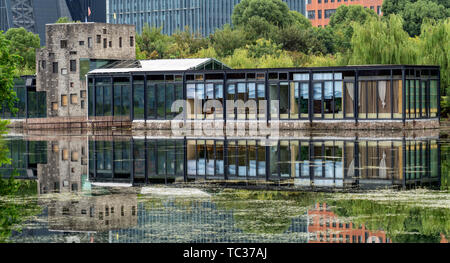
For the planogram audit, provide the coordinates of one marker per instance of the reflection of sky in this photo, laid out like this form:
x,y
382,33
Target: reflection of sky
x,y
219,91
210,90
251,90
200,91
241,87
231,89
317,92
328,89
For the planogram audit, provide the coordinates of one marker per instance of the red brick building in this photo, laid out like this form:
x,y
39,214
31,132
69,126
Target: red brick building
◆ ◆ ◆ ◆ ◆
**Exercise requirements**
Leave out the pictures and print every line of the data exactly.

**Worked solution**
For the planogram audit, provide the coordinates of one marker per instance of the reflection of sky in this photo, laid out like this form:
x,y
382,33
Target: reflection of sky
x,y
219,91
210,90
251,90
200,91
241,87
231,89
317,92
328,89
For the planogram audit, provide the coordinates of one marker per instance of the red brick building in this photo, laid out like this form:
x,y
39,214
31,132
69,126
Target: red brick building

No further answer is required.